**Stored data entries:**
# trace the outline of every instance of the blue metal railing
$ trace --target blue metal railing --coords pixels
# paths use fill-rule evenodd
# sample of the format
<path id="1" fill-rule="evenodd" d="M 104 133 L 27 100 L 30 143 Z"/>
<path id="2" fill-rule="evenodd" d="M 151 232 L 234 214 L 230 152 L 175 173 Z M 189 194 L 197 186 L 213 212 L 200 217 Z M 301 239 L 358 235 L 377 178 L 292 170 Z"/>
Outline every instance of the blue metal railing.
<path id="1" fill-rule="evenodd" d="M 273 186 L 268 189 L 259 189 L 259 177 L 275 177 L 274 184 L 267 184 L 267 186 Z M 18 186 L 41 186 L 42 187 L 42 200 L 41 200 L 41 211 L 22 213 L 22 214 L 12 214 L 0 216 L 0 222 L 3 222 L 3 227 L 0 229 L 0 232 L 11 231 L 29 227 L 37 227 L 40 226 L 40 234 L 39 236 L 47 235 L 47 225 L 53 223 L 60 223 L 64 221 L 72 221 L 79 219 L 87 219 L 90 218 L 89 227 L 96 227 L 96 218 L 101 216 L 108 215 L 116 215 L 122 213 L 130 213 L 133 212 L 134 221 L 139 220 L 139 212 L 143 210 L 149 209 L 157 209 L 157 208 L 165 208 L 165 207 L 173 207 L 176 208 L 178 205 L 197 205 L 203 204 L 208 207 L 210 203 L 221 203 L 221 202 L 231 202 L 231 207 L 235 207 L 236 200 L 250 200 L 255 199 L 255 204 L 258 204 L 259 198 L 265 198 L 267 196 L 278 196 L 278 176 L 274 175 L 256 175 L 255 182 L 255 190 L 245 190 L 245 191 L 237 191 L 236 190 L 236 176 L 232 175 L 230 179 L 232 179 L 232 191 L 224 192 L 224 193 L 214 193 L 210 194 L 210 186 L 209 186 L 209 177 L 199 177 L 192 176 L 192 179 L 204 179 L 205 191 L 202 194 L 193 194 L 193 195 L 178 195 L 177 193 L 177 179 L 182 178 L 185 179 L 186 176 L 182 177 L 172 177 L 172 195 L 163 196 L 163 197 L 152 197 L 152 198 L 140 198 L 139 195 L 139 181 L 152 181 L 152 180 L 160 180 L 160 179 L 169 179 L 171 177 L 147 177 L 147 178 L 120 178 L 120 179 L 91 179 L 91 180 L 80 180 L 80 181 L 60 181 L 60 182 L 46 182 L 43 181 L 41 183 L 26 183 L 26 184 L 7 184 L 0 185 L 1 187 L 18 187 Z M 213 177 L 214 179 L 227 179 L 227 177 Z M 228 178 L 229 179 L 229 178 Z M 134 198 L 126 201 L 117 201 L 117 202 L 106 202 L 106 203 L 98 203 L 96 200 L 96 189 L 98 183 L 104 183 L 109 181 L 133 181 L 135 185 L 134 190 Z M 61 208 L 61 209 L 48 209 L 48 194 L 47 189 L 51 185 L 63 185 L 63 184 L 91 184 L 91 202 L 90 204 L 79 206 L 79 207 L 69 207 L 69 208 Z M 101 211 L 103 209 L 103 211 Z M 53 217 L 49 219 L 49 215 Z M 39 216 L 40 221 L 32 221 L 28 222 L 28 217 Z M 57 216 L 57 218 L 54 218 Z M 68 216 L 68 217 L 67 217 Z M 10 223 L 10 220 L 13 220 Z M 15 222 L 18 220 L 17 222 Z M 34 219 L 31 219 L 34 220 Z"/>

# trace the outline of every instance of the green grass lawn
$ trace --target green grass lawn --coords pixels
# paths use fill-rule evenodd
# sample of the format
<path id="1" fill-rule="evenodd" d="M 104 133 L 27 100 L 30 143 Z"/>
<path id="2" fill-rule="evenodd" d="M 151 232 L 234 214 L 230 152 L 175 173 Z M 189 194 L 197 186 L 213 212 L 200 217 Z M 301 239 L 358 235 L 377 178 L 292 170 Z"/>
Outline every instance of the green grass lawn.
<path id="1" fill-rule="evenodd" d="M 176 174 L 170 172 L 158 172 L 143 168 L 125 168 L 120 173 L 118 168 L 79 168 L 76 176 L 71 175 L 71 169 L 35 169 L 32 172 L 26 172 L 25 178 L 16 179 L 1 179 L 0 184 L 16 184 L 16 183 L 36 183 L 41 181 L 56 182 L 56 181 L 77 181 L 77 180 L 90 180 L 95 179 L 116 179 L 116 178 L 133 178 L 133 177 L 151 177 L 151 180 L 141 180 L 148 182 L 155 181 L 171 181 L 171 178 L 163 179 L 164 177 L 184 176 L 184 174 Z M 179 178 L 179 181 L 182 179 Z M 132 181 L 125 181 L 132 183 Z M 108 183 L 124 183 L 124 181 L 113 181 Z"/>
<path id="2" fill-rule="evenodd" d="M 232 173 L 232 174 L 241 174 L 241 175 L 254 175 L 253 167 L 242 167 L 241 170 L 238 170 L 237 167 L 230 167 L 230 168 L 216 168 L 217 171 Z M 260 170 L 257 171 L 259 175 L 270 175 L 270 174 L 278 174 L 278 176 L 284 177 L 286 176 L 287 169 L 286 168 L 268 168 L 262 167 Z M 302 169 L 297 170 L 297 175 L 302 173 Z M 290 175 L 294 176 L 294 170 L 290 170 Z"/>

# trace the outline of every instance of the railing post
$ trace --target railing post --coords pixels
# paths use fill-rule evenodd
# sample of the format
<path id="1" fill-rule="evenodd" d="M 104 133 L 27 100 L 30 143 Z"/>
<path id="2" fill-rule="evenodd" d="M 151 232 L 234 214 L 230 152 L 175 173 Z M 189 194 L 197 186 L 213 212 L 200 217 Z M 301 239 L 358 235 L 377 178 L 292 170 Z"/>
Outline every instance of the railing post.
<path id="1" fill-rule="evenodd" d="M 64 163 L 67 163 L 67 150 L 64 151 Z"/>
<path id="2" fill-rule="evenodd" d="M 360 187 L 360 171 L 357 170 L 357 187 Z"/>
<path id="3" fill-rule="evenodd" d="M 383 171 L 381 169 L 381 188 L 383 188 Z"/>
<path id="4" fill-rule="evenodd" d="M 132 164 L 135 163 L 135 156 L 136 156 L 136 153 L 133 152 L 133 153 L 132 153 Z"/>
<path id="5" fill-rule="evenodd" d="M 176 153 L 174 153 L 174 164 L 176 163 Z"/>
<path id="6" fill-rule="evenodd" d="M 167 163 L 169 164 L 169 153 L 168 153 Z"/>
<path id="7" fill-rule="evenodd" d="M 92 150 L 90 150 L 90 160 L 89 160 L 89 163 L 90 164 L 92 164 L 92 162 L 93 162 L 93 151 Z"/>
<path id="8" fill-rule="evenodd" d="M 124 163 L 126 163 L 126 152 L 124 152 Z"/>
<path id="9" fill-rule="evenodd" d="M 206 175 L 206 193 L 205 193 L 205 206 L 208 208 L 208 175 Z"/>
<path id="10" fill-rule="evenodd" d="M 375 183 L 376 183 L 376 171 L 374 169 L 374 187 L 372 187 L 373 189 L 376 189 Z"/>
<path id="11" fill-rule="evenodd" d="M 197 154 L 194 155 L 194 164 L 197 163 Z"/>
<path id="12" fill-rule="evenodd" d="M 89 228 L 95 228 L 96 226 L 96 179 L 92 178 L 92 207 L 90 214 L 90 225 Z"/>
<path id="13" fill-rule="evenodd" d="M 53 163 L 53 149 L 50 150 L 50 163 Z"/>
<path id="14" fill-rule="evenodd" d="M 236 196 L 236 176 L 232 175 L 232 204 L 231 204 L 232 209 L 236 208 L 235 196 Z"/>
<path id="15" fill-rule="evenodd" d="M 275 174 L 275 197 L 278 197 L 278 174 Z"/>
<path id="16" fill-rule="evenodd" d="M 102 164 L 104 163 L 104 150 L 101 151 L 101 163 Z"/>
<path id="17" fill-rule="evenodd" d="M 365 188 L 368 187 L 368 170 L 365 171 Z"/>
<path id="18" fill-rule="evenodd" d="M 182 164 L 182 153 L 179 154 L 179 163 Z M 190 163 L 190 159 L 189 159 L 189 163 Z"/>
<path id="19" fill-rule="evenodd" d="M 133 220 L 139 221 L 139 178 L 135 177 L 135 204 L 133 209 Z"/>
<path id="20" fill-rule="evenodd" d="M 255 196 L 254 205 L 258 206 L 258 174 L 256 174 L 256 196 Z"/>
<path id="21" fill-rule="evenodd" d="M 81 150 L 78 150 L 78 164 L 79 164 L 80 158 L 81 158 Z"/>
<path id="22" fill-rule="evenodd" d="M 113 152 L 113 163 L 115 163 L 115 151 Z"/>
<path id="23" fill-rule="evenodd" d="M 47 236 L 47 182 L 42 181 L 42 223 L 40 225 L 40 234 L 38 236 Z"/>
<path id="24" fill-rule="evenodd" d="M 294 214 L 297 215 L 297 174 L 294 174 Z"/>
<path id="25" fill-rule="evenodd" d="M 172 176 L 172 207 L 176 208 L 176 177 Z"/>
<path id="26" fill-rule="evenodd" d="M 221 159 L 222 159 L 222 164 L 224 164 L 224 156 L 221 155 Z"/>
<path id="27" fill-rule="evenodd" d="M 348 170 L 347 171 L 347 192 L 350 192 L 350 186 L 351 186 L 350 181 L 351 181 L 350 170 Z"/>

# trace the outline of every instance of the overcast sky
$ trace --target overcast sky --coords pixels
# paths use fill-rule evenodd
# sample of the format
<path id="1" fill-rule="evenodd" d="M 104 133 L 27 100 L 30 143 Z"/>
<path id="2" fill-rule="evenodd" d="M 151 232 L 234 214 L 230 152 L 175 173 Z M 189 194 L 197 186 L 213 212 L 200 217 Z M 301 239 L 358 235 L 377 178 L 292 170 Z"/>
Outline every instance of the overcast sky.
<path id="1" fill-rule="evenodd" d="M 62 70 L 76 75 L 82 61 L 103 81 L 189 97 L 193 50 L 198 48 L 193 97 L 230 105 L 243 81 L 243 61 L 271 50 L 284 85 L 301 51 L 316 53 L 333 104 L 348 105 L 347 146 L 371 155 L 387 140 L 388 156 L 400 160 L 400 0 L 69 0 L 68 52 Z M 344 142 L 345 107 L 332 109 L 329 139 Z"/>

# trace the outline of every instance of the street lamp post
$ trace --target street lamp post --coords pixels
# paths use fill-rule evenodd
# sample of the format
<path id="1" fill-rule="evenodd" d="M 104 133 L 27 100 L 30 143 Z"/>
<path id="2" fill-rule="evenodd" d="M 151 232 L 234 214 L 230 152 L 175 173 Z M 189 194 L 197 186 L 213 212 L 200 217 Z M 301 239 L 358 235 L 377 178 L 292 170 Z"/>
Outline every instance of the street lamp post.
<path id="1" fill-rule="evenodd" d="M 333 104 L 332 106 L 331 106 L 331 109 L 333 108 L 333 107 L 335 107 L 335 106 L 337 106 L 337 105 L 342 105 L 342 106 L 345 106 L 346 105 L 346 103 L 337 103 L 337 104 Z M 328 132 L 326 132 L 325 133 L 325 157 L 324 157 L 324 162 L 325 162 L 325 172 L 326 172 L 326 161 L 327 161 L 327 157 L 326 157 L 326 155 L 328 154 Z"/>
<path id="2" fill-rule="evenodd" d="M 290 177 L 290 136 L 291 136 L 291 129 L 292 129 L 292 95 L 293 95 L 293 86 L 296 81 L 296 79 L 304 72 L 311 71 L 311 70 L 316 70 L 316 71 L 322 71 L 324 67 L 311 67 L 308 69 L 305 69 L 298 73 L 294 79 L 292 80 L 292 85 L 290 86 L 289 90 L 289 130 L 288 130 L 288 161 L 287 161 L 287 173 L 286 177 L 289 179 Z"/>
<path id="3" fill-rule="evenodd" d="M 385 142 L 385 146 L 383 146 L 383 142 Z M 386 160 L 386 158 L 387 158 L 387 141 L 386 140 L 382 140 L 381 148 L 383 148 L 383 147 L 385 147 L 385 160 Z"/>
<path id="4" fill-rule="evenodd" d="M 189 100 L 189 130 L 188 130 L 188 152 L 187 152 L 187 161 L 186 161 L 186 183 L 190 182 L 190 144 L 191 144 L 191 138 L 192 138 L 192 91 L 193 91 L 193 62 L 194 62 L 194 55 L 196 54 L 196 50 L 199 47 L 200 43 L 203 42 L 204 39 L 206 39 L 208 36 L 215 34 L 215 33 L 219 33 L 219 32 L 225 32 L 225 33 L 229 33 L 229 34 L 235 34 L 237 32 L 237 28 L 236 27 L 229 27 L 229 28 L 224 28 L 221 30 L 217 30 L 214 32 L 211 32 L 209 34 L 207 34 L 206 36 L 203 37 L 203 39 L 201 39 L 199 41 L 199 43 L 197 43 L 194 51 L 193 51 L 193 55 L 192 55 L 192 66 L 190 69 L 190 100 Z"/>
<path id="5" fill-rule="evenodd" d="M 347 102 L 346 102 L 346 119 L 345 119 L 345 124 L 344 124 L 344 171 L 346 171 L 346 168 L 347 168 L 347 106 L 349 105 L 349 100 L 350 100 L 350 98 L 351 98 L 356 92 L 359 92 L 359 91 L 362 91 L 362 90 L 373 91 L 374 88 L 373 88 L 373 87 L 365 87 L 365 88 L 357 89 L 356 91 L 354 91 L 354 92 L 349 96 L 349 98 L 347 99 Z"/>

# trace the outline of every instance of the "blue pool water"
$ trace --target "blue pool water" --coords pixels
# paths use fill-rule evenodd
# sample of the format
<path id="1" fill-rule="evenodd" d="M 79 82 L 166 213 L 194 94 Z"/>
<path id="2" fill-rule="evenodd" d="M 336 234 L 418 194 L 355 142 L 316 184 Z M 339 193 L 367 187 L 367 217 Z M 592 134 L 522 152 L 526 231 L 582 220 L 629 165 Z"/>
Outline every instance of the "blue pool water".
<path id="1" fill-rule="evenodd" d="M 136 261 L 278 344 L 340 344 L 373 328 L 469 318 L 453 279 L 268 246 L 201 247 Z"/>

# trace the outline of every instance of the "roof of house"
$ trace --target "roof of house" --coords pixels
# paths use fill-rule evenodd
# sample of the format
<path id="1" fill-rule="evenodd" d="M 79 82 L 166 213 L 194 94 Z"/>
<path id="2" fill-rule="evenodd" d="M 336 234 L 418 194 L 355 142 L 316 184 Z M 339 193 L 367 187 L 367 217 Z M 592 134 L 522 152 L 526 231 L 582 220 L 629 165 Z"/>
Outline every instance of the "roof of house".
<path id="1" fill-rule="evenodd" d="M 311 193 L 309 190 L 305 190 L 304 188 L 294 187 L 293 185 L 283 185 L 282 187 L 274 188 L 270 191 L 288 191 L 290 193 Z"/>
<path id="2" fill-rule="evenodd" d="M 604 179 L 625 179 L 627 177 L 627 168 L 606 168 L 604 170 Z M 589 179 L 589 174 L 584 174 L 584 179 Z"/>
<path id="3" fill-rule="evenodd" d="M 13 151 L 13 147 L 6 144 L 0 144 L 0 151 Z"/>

**Exercise directions:** Each line of the data that includes "coords" counts once; say how many there are, giving nothing but the number.

**Problem solution:** 7